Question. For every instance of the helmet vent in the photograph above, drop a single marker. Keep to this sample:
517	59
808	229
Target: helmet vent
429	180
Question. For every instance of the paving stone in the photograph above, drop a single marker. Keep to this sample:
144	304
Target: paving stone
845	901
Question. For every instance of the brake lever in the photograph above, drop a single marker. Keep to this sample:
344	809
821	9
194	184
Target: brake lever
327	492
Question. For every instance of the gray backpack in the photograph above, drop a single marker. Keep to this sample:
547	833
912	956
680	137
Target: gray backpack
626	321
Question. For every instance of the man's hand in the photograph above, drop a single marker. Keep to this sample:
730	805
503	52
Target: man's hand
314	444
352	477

----------------------------------------

WHAT TO PRODUCE :: Write the complete data out, exactly as above.

RESULT ::
Question. For every instance of the helmet vent in the photograph above, drop a single marker. Keep to this sample:
517	59
808	229
Target: helmet vent
429	180
Question. For every instance of the paving stone in the photograph above, drop a single marker. Keep to this sample:
144	304
Target: paving stone
845	901
Question. For every instance of the brake lever in the photograph above, drop a single marker. Keep to this sample:
344	809
821	9
194	184
Target: brake lever
327	492
Question. For every instance of the gray backpack in the photograph above, drop a single marker. Keep to this sample:
547	833
912	956
680	137
Target: gray backpack
626	321
Question. For every instance of the man's hand in the photograph above, drop a single marker. Keep to this sample:
730	805
503	52
Target: man's hand
314	444
352	477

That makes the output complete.